#### EXERCISE DIRECTIONS
Repeat the house-swapping article word for word between "House swapping for" and "that looked special.", inclusive.

━━━━━ EXTRACT

Sheriden Rhodes discovers a luxe exchange program and a home away from home in Bali.
House swapping for holidays is like a game of Russian roulette. You might hit the jackpot with a place that exceeds your wildest dreams, or wind up somewhere a whole lot shabbier and more disappointing than your own home.
I looked at several online house-swap sites and even signed up for one but was disappointed to receive inquiries from people whose homes were outdated, cluttered or, let's be frank, just plain daggy. I wasn't looking for a mansion, just a place that looked special.
I came across a site called Luxe Home Swap and drooled over the possibilities. Perhaps we could live like a Manhattan family in SoHo, or enjoy a slice of life in Sri Lanka's tea plantations?
The website allows interaction with other members and the properties on offer have, by and large, the wow factor I was looking for. You won't find any doilies or floral bedspreads; it's all white linen, designer rugs, infinity pools and magical settings. And the swaps don't have to be at the same time, which allows flexibility for both parties.
In the end, we chose a villa in Bali. I know what you're thinking - not that adventurous. But it was for my family of three. In the sleepy east Bali village of Candidasa in Karangasem district, east Bali, we stayed in a villa surrounded by neighbours working, eating, fishing and going to school. In the week we stayed, we felt we walked in the footsteps of the owners.

━━━━━━━━━━
━━━━━ STORED ROWS

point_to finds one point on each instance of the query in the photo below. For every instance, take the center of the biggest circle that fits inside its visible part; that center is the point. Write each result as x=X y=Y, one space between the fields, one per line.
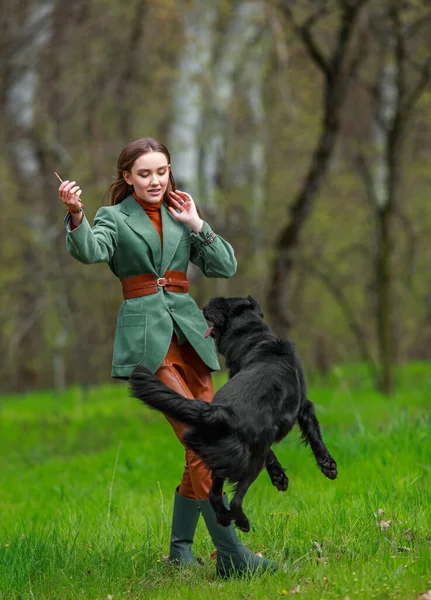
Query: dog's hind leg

━━━━━━━━━━
━━━━━ STORED ROWS

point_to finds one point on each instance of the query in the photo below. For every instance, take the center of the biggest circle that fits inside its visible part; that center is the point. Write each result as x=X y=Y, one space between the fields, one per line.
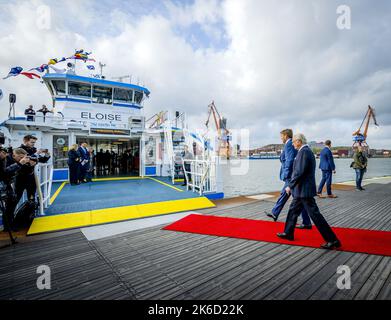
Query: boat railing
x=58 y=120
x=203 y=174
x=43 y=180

━━━━━━━━━━

#### EXERCISE SOLUTION
House swapping for holidays is like a game of Russian roulette. You might hit the jackpot with a place that exceeds your wildest dreams, or wind up somewhere a whole lot shabbier and more disappointing than your own home.
I looked at several online house-swap sites and even signed up for one but was disappointed to receive inquiries from people whose homes were outdated, cluttered or, let's be frank, just plain daggy. I wasn't looking for a mansion, just a place that looked special.